• _Set task_: Copy the records below, replacing every "Signal-phase audit" with "Equipment review" and keeping everything else the same.

• _Input for this task_:
## start
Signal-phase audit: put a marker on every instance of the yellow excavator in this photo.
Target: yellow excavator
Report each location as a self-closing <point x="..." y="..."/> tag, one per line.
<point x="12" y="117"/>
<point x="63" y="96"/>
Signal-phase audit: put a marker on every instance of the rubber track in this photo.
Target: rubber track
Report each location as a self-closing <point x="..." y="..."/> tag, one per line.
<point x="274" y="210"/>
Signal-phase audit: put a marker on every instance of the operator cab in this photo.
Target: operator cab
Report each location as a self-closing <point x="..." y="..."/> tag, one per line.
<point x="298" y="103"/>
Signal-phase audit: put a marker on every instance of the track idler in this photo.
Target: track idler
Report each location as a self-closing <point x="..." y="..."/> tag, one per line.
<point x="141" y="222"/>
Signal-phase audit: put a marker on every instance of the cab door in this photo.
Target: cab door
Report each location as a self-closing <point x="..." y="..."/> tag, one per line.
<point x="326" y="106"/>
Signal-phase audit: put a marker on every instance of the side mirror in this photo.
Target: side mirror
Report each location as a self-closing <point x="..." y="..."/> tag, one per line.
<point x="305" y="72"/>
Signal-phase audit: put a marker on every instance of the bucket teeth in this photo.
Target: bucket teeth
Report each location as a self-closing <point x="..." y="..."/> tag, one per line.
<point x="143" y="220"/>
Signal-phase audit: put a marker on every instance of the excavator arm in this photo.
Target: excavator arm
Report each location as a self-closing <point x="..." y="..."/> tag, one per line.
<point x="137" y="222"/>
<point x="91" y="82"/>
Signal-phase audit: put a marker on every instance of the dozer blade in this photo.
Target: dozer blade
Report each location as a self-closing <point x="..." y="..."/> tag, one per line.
## end
• _Completed task_:
Equipment review: put a marker on every instance of the yellow excavator in this photo.
Target: yellow excavator
Report each location as a self-closing <point x="..." y="..."/> tag, one per line.
<point x="12" y="117"/>
<point x="63" y="96"/>
Equipment review: put a marker on every instance of the rubber track in this photo.
Target: rubber track
Report each location as a self-closing <point x="..." y="..."/> tag, one per line.
<point x="274" y="210"/>
Equipment review: put a marker on every instance of the operator cab in this photo.
Target: operator cab
Report each location as a self-closing <point x="..." y="..."/> tag, one per line.
<point x="298" y="103"/>
Equipment review: put a marker on every instance of the track idler in this photo.
Target: track idler
Report each location as a self-closing <point x="..." y="..."/> tag, one per line.
<point x="141" y="222"/>
Equipment review: put a marker on every instance of the cab door in this photo.
Target: cab door
Report each location as a self-closing <point x="..." y="..."/> tag, one per line.
<point x="326" y="106"/>
Equipment review: put a marker on every instance of the side mirror in this photo.
Target: side mirror
Report each location as a self-closing <point x="..." y="..."/> tag, one per line.
<point x="305" y="72"/>
Equipment review: put a marker on every instance of the bucket teeth in this photo.
Target: bucket teeth
Report each location as a self-closing <point x="..." y="..."/> tag, one per line.
<point x="143" y="220"/>
Equipment review: put a marker on every instance of the excavator arm in this photo.
Target: excavator arm
Report each location as a self-closing <point x="..." y="..."/> tag, one per line.
<point x="137" y="222"/>
<point x="91" y="82"/>
Equipment review: put a marker on every instance of the dozer blade in this photo.
Target: dozer blade
Report each location as a self-closing <point x="..." y="..."/> tag, one per line.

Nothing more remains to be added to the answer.